• _Task brief_:
Repeat all of the data precisely.

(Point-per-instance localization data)
((
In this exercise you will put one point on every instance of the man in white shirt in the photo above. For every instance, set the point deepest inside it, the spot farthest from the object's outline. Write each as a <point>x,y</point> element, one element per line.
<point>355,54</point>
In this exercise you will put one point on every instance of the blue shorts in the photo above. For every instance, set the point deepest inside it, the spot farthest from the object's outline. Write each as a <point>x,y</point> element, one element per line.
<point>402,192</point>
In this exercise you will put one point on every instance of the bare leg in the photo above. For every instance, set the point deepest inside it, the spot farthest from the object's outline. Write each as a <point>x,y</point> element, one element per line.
))
• _Expected answer_:
In this exercise you will put one point on every instance of the man in white shirt in the photo above. For every instance, set the point deepest inside it, the spot farthest from the object's outline. Write each as a <point>x,y</point> element, one element per line.
<point>355,54</point>
In this exercise you will put one point on every instance of the blue shorts in the photo above. For every instance, set the point deepest inside it, the spot farthest from the object's outline. Write each as a <point>x,y</point> element, one element per line.
<point>402,192</point>
In this exercise you will put one point on every instance of the bare leg in the photo above. For every instance, set the point deepest inside it, the spot farthest from the object's outline. Write each as a <point>x,y</point> element, one element per line.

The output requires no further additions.